(Text passage Opens)

It is a slow-growing tree but exceptionally long-lived, and is increasingly grown as an ornamental feature in South African gardens. The unusual texture of the foliage is a reason for its growing popularity. The bright edible berries attract birds, which spread the seed.

The wood is hard, similar to yew wood, used for furniture, panelling, etc. Due to past over-exploitation, little is now cut.

==Taxonomy==
===Relationship to Podocarpus milanjianus===
Podocarpus latifolius is closely related to Podocarpus milanjianus. Whether they are a single or two separate species is not settled. Some authorities treat the South African populations as Podocarpus latifolius, and those elsewhere in Africa as Podocarpus milanjianus. Others treat them as a single species, Podocarpus latifolius.

A 2020 study sampled DNA from Podocarpus latifolius and Podocarpus milanjianus trees, gathered from 88 sites across Africa. They concluded that all populations sampled constituted a single species: "As South African samples (P. latifolius) did not form a clade separated from the other clades (P. milanjianus), we confirm that the two taxa can be considered as synonyms." The authors concluded that the species originated in East Africa. The western populations, in the highlands of Cameroon and Nigeria and in the Angolan highlands, diverged from the other populations around 300,000 years ago, and the species expanded to its current distribution pattern about 200,000 years ago.

(Text passage Closes)
(Extracted data Opens)

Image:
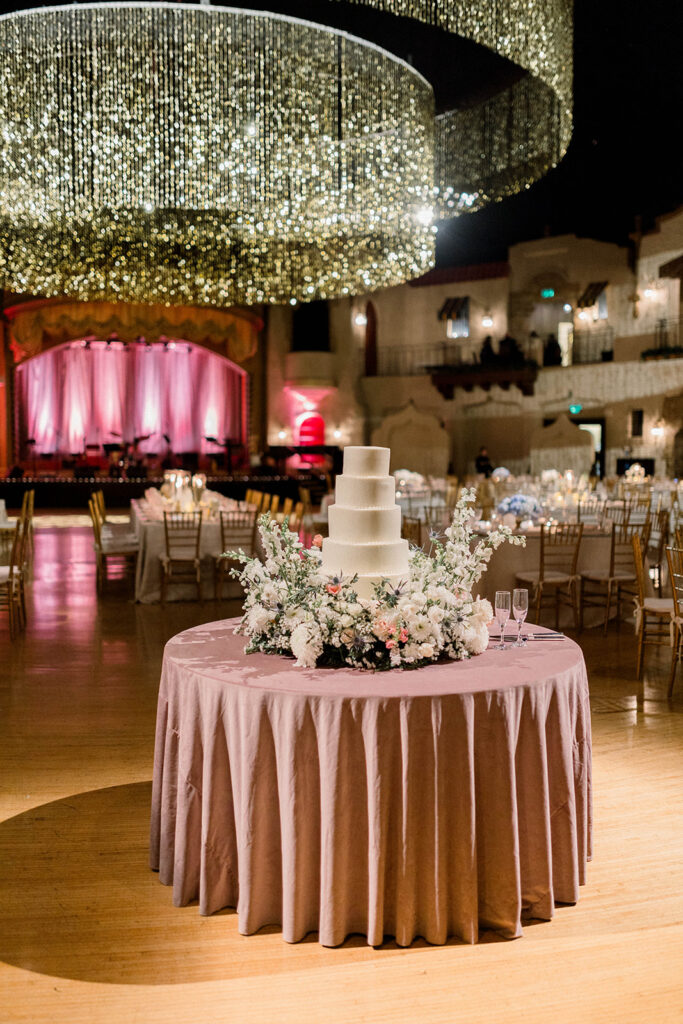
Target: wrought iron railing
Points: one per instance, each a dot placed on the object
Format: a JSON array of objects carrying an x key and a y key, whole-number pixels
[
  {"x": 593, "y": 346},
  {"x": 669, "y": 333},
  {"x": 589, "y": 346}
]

(Extracted data Closes)
(Extracted data Opens)

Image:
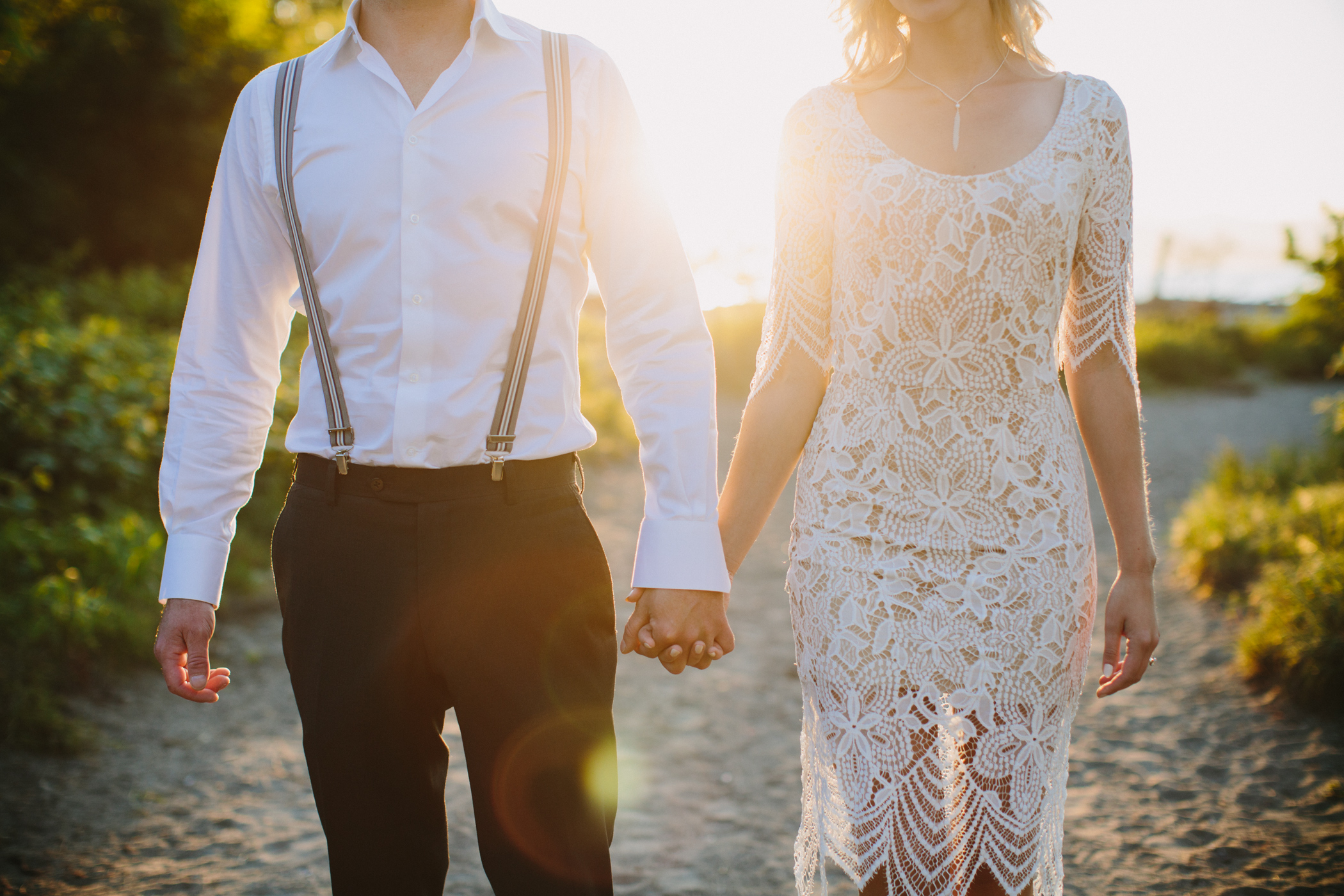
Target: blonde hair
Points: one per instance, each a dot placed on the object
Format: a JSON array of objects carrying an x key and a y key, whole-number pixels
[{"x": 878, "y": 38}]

(Extracted data Closes)
(Extracted data Opens)

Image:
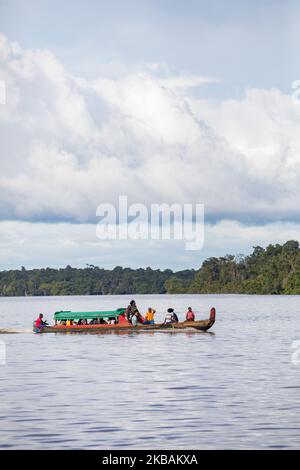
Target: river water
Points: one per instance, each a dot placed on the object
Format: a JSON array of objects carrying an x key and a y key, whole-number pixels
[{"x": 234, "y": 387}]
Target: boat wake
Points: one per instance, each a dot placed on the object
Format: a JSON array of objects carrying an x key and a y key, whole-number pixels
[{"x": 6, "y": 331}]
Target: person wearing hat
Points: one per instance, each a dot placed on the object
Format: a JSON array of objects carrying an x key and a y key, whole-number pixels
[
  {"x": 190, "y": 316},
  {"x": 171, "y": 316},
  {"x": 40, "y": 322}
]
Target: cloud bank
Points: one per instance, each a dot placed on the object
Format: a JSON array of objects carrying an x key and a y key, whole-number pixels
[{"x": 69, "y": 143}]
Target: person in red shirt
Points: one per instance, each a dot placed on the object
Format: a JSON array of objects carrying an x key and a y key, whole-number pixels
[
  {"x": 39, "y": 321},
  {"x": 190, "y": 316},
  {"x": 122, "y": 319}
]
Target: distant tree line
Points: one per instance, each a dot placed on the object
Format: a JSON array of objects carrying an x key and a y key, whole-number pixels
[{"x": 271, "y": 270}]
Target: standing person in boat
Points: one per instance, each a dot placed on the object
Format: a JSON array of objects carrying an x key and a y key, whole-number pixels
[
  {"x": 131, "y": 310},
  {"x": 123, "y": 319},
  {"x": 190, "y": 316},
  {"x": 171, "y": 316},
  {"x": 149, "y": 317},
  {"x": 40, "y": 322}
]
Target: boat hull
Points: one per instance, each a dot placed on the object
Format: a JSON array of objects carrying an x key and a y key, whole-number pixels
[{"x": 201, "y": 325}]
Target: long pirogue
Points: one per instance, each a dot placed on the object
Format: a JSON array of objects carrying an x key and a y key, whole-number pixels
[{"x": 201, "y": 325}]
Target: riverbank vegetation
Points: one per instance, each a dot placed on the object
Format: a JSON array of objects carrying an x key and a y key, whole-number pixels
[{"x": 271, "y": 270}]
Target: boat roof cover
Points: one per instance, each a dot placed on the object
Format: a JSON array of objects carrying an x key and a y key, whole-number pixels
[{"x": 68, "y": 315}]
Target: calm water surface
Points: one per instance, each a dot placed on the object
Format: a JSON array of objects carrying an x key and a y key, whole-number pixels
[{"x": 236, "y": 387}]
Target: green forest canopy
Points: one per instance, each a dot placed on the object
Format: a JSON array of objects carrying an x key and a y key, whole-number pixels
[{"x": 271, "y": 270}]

(Extracted data Closes)

Exercise objective =
Reproduce word for word everything in the Podocarpus latifolius passage from "It is a slow-growing" down to "spread the seed.".

Task answer =
It is a slow-growing tree but exceptionally long-lived, and is increasingly grown as an ornamental feature in South African gardens. The unusual texture of the foliage is a reason for its growing popularity. The bright edible berries attract birds, which spread the seed.